**Aim of the task:** Render the entries below as a numbered list, omitting any blank lines.

**Provided information:**
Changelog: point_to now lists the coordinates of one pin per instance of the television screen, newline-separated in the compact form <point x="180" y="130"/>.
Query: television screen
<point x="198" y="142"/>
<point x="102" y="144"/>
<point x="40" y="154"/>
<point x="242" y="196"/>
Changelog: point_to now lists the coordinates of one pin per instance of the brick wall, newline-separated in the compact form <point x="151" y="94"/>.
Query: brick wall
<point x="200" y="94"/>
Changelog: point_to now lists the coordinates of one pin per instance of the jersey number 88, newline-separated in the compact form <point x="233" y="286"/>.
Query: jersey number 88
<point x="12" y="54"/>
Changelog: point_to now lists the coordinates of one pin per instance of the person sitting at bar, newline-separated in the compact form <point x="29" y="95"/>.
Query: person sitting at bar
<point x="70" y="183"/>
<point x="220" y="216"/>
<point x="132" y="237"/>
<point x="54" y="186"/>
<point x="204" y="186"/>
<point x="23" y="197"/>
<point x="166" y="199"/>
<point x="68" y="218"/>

**Response to this exercise:**
1. Changelog: point_to now lists the coordinates of one pin per instance of the television screen, newline-separated in the compact form <point x="180" y="130"/>.
2. Query: television screen
3. <point x="198" y="142"/>
4. <point x="102" y="144"/>
5. <point x="40" y="154"/>
6. <point x="242" y="196"/>
7. Changelog: point_to now lists the coordinates of one pin per instance of the brick wall, newline-separated in the compact form <point x="151" y="94"/>.
8. Query: brick wall
9. <point x="200" y="94"/>
10. Changelog: point_to now lists the coordinates of one pin per instance of the jersey number 88, newline-separated in the compact form <point x="233" y="286"/>.
11. Query: jersey number 88
12. <point x="12" y="54"/>
13. Changelog: point_to now lists the coordinates of one pin per instance of the person sitting at bar, newline-separated in the compact form <point x="29" y="95"/>.
14. Query: person sitting at bar
15. <point x="70" y="183"/>
16. <point x="220" y="216"/>
17. <point x="132" y="237"/>
18. <point x="54" y="186"/>
19. <point x="204" y="186"/>
20. <point x="23" y="197"/>
21. <point x="166" y="199"/>
22. <point x="68" y="218"/>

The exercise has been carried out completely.